Given information
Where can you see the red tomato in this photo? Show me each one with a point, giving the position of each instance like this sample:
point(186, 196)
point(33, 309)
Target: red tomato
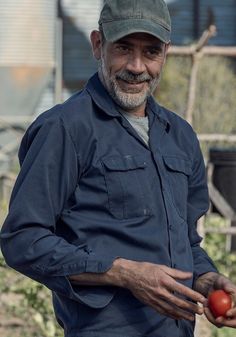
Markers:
point(219, 303)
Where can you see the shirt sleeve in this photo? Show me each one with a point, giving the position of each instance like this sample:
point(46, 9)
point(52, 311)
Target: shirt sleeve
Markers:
point(198, 203)
point(48, 177)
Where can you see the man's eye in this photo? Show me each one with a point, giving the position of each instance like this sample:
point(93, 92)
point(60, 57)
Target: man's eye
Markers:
point(122, 49)
point(153, 52)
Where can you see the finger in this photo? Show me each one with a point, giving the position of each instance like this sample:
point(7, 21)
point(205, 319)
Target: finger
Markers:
point(177, 274)
point(183, 304)
point(183, 290)
point(172, 311)
point(227, 322)
point(211, 318)
point(231, 313)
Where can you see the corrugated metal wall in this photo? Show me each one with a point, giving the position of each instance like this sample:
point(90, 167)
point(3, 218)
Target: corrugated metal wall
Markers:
point(80, 18)
point(27, 32)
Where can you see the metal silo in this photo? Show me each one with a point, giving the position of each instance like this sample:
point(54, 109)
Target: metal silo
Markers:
point(27, 57)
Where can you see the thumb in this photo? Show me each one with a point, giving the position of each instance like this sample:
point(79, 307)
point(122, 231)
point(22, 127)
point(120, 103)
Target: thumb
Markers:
point(179, 274)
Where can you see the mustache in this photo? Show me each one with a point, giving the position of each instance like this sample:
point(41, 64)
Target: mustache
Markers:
point(131, 77)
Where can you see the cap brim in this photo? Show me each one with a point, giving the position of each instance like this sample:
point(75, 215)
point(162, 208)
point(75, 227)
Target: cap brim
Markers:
point(115, 30)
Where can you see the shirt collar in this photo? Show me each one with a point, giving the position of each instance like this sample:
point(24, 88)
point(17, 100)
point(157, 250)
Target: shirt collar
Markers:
point(105, 102)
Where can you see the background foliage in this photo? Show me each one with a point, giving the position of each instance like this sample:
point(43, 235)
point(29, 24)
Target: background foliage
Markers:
point(25, 306)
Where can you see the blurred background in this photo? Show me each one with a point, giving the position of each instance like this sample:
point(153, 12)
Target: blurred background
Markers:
point(45, 56)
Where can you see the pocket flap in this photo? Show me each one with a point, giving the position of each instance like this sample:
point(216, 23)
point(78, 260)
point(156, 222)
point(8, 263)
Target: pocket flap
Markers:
point(178, 164)
point(124, 163)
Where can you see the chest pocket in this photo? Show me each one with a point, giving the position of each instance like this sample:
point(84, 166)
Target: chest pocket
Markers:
point(127, 185)
point(178, 172)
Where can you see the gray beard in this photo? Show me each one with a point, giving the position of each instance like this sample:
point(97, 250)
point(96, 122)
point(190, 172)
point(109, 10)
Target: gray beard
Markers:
point(127, 101)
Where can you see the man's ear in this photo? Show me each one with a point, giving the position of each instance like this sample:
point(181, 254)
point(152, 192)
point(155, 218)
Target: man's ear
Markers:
point(96, 42)
point(167, 46)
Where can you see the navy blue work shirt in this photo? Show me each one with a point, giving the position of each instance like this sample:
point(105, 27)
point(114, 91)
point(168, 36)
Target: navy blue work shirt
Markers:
point(91, 190)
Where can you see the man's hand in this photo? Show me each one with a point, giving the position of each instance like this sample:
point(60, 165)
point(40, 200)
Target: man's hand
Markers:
point(154, 285)
point(157, 286)
point(216, 281)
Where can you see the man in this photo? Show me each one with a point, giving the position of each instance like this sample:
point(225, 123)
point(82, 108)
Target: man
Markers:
point(104, 209)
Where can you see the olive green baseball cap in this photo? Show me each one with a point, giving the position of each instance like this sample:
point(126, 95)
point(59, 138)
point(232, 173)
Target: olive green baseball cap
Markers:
point(123, 17)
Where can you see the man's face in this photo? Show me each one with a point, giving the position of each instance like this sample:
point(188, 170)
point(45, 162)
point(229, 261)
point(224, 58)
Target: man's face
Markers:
point(131, 68)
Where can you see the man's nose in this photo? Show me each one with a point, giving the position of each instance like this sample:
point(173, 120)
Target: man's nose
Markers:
point(135, 63)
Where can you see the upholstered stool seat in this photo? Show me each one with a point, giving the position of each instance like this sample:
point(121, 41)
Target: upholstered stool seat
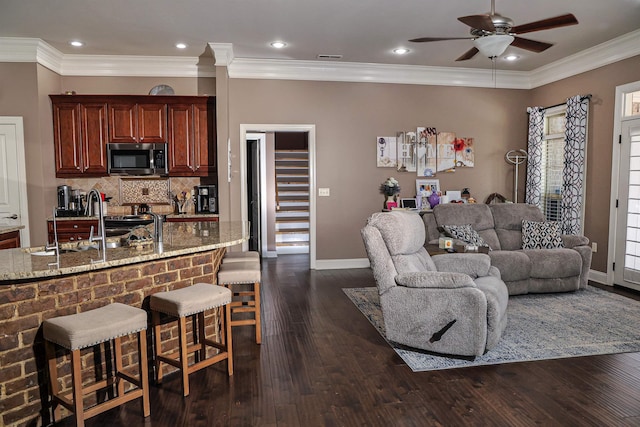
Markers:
point(241, 257)
point(243, 278)
point(179, 304)
point(77, 331)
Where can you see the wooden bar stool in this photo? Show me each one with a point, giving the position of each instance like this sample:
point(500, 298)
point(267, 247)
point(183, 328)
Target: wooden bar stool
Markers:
point(178, 304)
point(244, 279)
point(241, 257)
point(91, 328)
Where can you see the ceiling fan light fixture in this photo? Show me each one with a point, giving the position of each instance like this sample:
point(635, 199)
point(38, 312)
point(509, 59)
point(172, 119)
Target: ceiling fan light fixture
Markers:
point(494, 45)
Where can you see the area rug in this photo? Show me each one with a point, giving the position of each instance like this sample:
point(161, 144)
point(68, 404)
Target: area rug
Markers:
point(540, 326)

What is needed
Could you print the material above word for word and skip the images?

Response
Where can you see the red tomato in this photo? Show me each one with a point, giving the position of each instance like this sample:
point(186, 196)
point(33, 309)
Target: red tomato
Markers:
point(219, 303)
Where can you see the shirt sleeve in this photo? Show me each one with a point, giving the position of each instance like this sample:
point(46, 9)
point(52, 311)
Target: shirt sleeve
Markers:
point(198, 203)
point(48, 177)
Where can you see the man's eye in this photo? Show me each one with a point, giving the position of each instance like this sample:
point(93, 92)
point(60, 57)
Target: man's eye
Markers:
point(122, 49)
point(153, 52)
Where can you see the finger in this photo? Show me each one with a point, giving the position of each instance like this sample:
point(7, 21)
point(205, 319)
Target: finger
Markers:
point(177, 274)
point(183, 304)
point(183, 290)
point(172, 311)
point(227, 322)
point(211, 318)
point(231, 313)
Where can you see the corrugated metal wall in this photo? Show me each one with a point, giving the position of each instance like this sample:
point(90, 167)
point(3, 218)
Target: corrugated metal wall
Markers:
point(80, 18)
point(27, 32)
Where can you see the metal silo in this photo? Show me each one with a point, giving the position of each instance like this sample:
point(54, 109)
Target: metal silo
Markers:
point(27, 57)
Where can you see the thumb in this photo? Show me each one with a point, giving the position of each instance like this sample:
point(79, 307)
point(122, 231)
point(22, 127)
point(120, 103)
Target: thumb
Markers:
point(179, 274)
Where can you see the mustache in this photo? Show me each one with a point, giving the position of each instance like this sample:
point(41, 64)
Target: mustache
Markers:
point(131, 77)
Where can you see the cap brim in this photo? Show me each one with a point, giving the position of each instance like this sample:
point(75, 215)
point(162, 208)
point(75, 227)
Target: cap brim
Markers:
point(115, 30)
Where can you see the shirt collar in this photo? Show me each one with a point, giving the position of each instance like this sample:
point(24, 88)
point(17, 100)
point(157, 250)
Target: shirt collar
Markers:
point(105, 102)
Where can you see the background foliage in this photo? Show me each one with a point, giving the position of each instance like this sample:
point(43, 235)
point(29, 24)
Target: background foliage
Markers:
point(25, 306)
Where can you see the blurred background in this photo? Show me each one with a point, giving the position of each instance like this sample:
point(153, 12)
Target: blurred background
Markers:
point(45, 56)
Where can you see the pocket flap in this photo? Show me each one with a point, giving the position of each instance like this sample:
point(216, 23)
point(78, 260)
point(156, 222)
point(8, 263)
Target: pocket flap
Markers:
point(178, 164)
point(124, 163)
Where can you see the chest pocket in this photo? Show me each one with a point, giving the position of each instance like this sample:
point(84, 166)
Target: chest pocket
Markers:
point(127, 185)
point(178, 172)
Where can you see the gray beard in this photo? Show me each one with a point, giving the position of each instance like this sample:
point(97, 250)
point(96, 122)
point(190, 172)
point(109, 10)
Target: gray beard
Markers:
point(127, 101)
Where can you see the man's ear in this photo? Show me each one with a point, giving the position of each instance like this sample:
point(181, 254)
point(152, 192)
point(155, 218)
Target: man's ear
Markers:
point(96, 42)
point(167, 46)
Where can you see the navy blue work shirt in this photo? Show me each one with a point, giving the position of each instance like this sample:
point(105, 27)
point(114, 91)
point(168, 36)
Target: navy blue work shirt
Markers:
point(91, 190)
Where can you see the man's hand in this photo? Show me each one with a point, giving the position of each instance like this sample:
point(60, 165)
point(40, 200)
Target: man's hand
Markers:
point(154, 285)
point(157, 286)
point(216, 281)
Where can you see the man in this photo? Show me each one with a point, giving the position of each instance like this sample:
point(225, 123)
point(82, 108)
Target: man
Markers:
point(104, 209)
Where can you see the olive green baseball cap in this photo? Show me each one with a point, giving the position of each instance like this sample:
point(126, 95)
point(59, 138)
point(232, 173)
Target: olive green baseball cap
Markers:
point(123, 17)
Where can you see the man's face in this photo? Show me each one with a point, giving the position of each instance like this sample:
point(188, 170)
point(45, 162)
point(229, 261)
point(224, 58)
Target: man's face
Markers:
point(131, 68)
Where can you see the man's nose in this photo? Show me each one with a point, giving the position of each instance like this sample:
point(173, 120)
Target: man's nose
Markers:
point(135, 63)
Where can you see the upholstered stool seat in this photo? Show me each one with a point, giving the position of each instance like this sample:
point(121, 41)
Target: upholstered stool seat
Markers:
point(241, 257)
point(243, 278)
point(179, 304)
point(77, 331)
Where can you see the wooden bar stool in this photo? Show me each one with a point, giving the position of each instance like this sample:
point(500, 298)
point(267, 247)
point(183, 328)
Target: wooden bar stool
Markers:
point(178, 304)
point(244, 279)
point(241, 257)
point(91, 328)
Where can you see the ceiling fan light fixture in this photo? Show me each one with a point, giving the position of each instance like this sample:
point(635, 199)
point(38, 312)
point(509, 59)
point(172, 119)
Target: ceiling fan light fixture
Markers:
point(494, 45)
Where can you see the area rug in this photo? Show me each one with a point, giving the position of each instance like this sample:
point(161, 144)
point(68, 404)
Target: area rug
Markers:
point(540, 326)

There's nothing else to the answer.